> [Stated problem]
Quote every line of the data below as it stands, omitting pictures.

> [Information given]
☆ ☆ ☆ ☆
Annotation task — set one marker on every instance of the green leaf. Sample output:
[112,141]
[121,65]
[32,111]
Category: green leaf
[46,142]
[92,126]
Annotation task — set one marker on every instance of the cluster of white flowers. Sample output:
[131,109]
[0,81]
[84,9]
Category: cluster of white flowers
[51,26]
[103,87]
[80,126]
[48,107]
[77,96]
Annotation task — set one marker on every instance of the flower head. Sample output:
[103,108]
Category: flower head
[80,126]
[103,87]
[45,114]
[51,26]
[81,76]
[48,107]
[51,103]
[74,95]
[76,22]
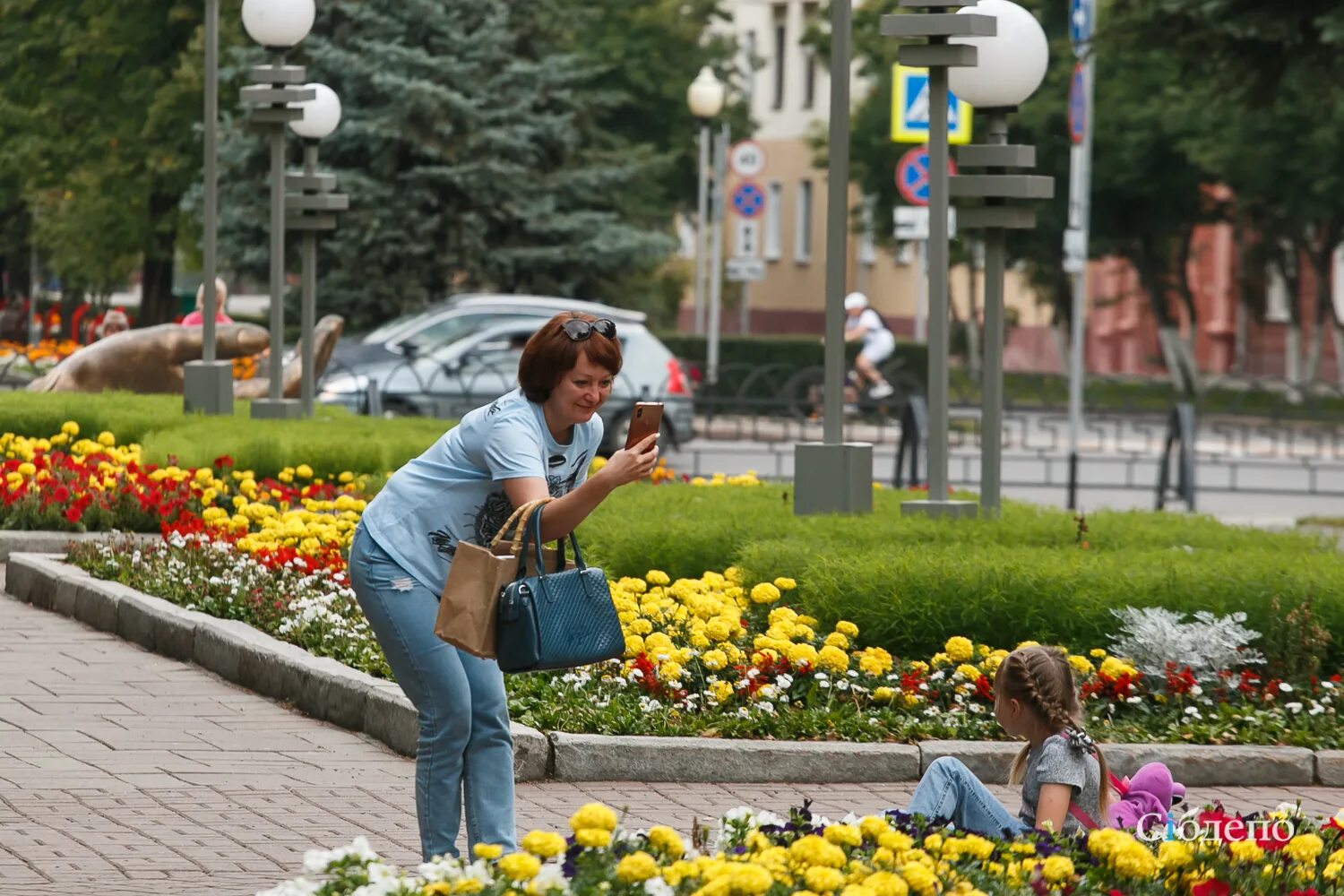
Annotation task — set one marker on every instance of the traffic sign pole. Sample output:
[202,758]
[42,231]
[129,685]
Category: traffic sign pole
[1082,21]
[720,177]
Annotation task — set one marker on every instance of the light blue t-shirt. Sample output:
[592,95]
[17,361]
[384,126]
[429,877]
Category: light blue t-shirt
[454,490]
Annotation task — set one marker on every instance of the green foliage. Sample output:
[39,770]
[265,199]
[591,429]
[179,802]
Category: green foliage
[331,443]
[910,582]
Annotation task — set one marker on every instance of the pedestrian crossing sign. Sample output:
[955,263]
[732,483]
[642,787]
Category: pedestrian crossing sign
[910,109]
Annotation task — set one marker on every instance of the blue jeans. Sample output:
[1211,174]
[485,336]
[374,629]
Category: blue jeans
[951,790]
[464,739]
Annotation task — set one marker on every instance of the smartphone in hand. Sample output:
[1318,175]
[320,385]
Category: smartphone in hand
[645,419]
☆ ☆ ☆ ☆
> [Exercise output]
Annotation task — set one marker on every instance of the green leaf. Sample output:
[112,141]
[121,65]
[32,111]
Category: green leaf
[46,142]
[92,126]
Annotation task — set one marker on every instance of the cluster of white flowers. Sample output:
[131,109]
[0,81]
[84,9]
Category: cluster of white flowers
[51,26]
[103,87]
[80,126]
[48,107]
[77,96]
Annotation task — set one marker on every instance of the flower head. Sample output:
[103,108]
Category: flower head
[80,126]
[103,87]
[45,114]
[51,26]
[81,76]
[48,107]
[51,103]
[74,95]
[76,22]
Annotation task — set one marker on every instance of the traffic sign pole. Sample output:
[202,758]
[42,231]
[129,685]
Category: traffic sign pole
[1082,21]
[720,177]
Annotation task — set one marker on every instance of the light blue t-shirt. Sample output:
[592,95]
[17,361]
[384,126]
[429,877]
Category: light blue t-shirt
[454,490]
Annotation task — set one marker on every instance of the green foliage. Sample output:
[39,770]
[265,199]
[591,429]
[179,802]
Category: green foliage
[331,443]
[910,582]
Annotation task — set one marker on every instance of the pedestrian crossing sign. Sample output:
[955,263]
[732,483]
[642,787]
Category: pedestrian crossing sign
[910,109]
Annotation task — set one marker on every instance of the blue jeans. Sample output:
[1211,174]
[485,336]
[374,629]
Category: blue jeans
[951,790]
[464,739]
Annotation task — set one marker on every instance of the smartphone in hand. Sample output:
[1318,175]
[320,385]
Category: smartphone in hand
[645,419]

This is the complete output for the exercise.